■ **PROBLEM TO WORK ON**:
Print nothing beyond the line with "Target: smaller brown mushroom": every line from the beginning of the data up to it, that line included, and no pictures.

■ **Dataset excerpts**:
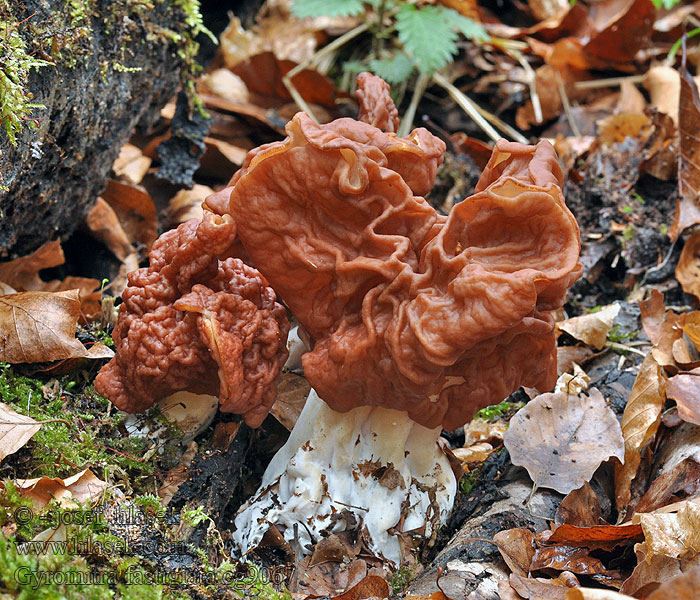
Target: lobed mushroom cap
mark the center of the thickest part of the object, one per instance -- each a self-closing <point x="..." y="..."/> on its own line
<point x="191" y="321"/>
<point x="438" y="316"/>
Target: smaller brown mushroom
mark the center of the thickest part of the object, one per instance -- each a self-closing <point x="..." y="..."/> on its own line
<point x="191" y="321"/>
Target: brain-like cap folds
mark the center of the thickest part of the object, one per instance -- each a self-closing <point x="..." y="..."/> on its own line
<point x="438" y="316"/>
<point x="191" y="321"/>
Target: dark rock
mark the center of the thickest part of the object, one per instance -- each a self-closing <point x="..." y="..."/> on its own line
<point x="116" y="63"/>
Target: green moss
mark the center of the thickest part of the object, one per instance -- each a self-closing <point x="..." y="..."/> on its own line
<point x="467" y="483"/>
<point x="82" y="432"/>
<point x="499" y="411"/>
<point x="16" y="106"/>
<point x="400" y="579"/>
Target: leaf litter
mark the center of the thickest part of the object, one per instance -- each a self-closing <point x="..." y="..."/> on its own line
<point x="626" y="514"/>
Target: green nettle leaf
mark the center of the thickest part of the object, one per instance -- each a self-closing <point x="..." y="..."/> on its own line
<point x="427" y="35"/>
<point x="326" y="8"/>
<point x="393" y="70"/>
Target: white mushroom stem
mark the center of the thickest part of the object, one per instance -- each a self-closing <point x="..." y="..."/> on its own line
<point x="370" y="468"/>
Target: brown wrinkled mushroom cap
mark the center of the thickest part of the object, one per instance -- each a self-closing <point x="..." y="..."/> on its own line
<point x="191" y="321"/>
<point x="409" y="309"/>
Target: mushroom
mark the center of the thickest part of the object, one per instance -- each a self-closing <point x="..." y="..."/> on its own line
<point x="418" y="319"/>
<point x="192" y="321"/>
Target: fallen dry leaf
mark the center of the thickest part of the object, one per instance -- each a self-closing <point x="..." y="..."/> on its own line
<point x="685" y="390"/>
<point x="536" y="589"/>
<point x="561" y="439"/>
<point x="104" y="224"/>
<point x="81" y="487"/>
<point x="580" y="507"/>
<point x="224" y="83"/>
<point x="192" y="413"/>
<point x="594" y="594"/>
<point x="292" y="391"/>
<point x="516" y="548"/>
<point x="371" y="586"/>
<point x="683" y="587"/>
<point x="178" y="474"/>
<point x="640" y="421"/>
<point x="40" y="327"/>
<point x="651" y="572"/>
<point x="599" y="537"/>
<point x="593" y="328"/>
<point x="187" y="204"/>
<point x="131" y="164"/>
<point x="675" y="535"/>
<point x="135" y="211"/>
<point x="23" y="273"/>
<point x="15" y="430"/>
<point x="688" y="267"/>
<point x="678" y="476"/>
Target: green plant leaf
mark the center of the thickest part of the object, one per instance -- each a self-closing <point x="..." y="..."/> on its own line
<point x="393" y="70"/>
<point x="324" y="8"/>
<point x="427" y="35"/>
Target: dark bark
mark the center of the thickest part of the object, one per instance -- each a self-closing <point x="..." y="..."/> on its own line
<point x="57" y="170"/>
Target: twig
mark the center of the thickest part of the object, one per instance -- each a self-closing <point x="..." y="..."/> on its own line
<point x="567" y="107"/>
<point x="624" y="348"/>
<point x="531" y="82"/>
<point x="410" y="114"/>
<point x="502" y="125"/>
<point x="467" y="105"/>
<point x="326" y="50"/>
<point x="609" y="82"/>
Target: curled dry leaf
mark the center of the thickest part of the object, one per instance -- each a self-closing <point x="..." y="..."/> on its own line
<point x="15" y="430"/>
<point x="688" y="267"/>
<point x="131" y="164"/>
<point x="683" y="587"/>
<point x="81" y="487"/>
<point x="292" y="391"/>
<point x="561" y="439"/>
<point x="651" y="572"/>
<point x="685" y="390"/>
<point x="135" y="211"/>
<point x="177" y="475"/>
<point x="536" y="589"/>
<point x="516" y="548"/>
<point x="23" y="273"/>
<point x="187" y="204"/>
<point x="104" y="224"/>
<point x="675" y="535"/>
<point x="594" y="594"/>
<point x="580" y="507"/>
<point x="40" y="327"/>
<point x="371" y="586"/>
<point x="640" y="421"/>
<point x="593" y="328"/>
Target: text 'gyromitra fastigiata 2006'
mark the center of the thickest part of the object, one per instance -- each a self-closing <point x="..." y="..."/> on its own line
<point x="418" y="319"/>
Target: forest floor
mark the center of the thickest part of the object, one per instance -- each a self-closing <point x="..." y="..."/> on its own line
<point x="96" y="503"/>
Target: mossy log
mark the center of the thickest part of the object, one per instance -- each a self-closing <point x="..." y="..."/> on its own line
<point x="110" y="65"/>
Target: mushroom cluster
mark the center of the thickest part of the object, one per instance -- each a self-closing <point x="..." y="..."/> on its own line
<point x="417" y="319"/>
<point x="196" y="322"/>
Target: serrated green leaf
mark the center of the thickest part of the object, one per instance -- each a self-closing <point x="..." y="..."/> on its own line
<point x="393" y="70"/>
<point x="326" y="8"/>
<point x="427" y="35"/>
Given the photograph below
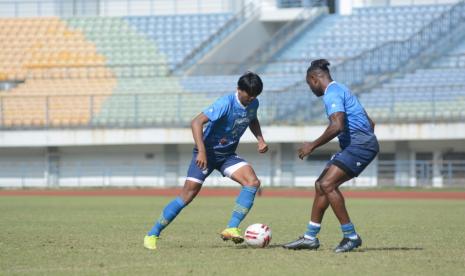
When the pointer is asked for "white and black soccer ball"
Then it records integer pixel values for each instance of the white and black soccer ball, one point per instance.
(258, 235)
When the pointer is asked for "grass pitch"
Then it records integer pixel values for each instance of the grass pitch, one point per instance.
(103, 235)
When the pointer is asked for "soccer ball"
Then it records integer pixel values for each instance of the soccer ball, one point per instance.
(258, 235)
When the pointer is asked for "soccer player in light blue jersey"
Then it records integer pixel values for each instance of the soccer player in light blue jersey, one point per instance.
(348, 121)
(226, 121)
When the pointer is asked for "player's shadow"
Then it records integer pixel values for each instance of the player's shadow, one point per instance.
(367, 249)
(243, 246)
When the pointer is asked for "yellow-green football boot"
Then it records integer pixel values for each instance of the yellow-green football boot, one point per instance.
(150, 242)
(233, 234)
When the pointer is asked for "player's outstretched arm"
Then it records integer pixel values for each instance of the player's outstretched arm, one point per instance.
(197, 131)
(257, 132)
(335, 127)
(372, 123)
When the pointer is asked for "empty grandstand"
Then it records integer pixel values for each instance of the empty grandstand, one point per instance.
(105, 91)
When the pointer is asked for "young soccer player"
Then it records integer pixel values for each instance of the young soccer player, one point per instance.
(226, 119)
(359, 146)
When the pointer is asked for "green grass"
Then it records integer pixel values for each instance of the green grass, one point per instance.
(103, 235)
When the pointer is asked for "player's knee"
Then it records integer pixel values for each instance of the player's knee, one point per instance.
(254, 182)
(318, 190)
(188, 194)
(326, 186)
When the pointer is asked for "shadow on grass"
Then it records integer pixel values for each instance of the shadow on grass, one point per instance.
(360, 250)
(390, 249)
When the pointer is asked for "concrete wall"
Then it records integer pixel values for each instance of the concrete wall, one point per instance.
(164, 165)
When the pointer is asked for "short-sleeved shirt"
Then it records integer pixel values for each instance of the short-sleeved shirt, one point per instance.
(357, 130)
(228, 120)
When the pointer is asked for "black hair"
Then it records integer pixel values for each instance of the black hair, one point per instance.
(319, 64)
(250, 83)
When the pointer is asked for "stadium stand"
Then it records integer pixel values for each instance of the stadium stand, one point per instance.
(339, 37)
(115, 71)
(34, 47)
(433, 93)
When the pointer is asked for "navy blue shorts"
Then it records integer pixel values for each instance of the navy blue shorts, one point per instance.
(355, 158)
(227, 164)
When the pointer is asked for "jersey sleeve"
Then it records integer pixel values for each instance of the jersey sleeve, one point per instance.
(217, 110)
(255, 109)
(334, 102)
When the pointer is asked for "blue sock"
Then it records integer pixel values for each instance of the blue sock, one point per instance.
(169, 213)
(349, 230)
(312, 230)
(244, 203)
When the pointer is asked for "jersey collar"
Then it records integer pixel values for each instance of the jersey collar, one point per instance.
(328, 86)
(239, 102)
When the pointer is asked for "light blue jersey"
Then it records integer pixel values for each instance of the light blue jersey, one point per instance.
(357, 130)
(228, 120)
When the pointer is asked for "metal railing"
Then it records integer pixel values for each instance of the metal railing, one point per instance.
(386, 3)
(34, 8)
(389, 57)
(131, 173)
(296, 3)
(249, 11)
(306, 17)
(176, 109)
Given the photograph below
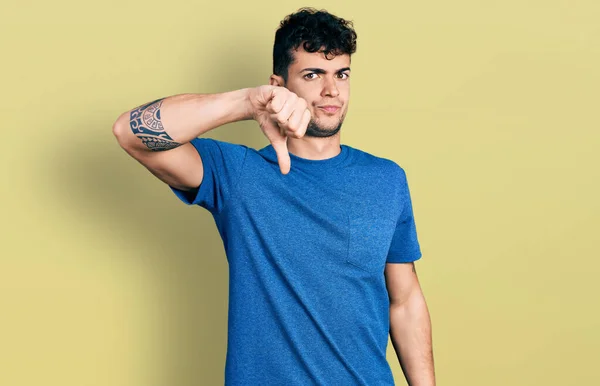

■ **ANSWER SPACE**:
Target: lobed mushroom cap
mark the center of the thickest part of the object, one per instance -- each a self-closing <point x="..." y="..."/> on its own line
<point x="191" y="321"/>
<point x="438" y="316"/>
Target: smaller brown mushroom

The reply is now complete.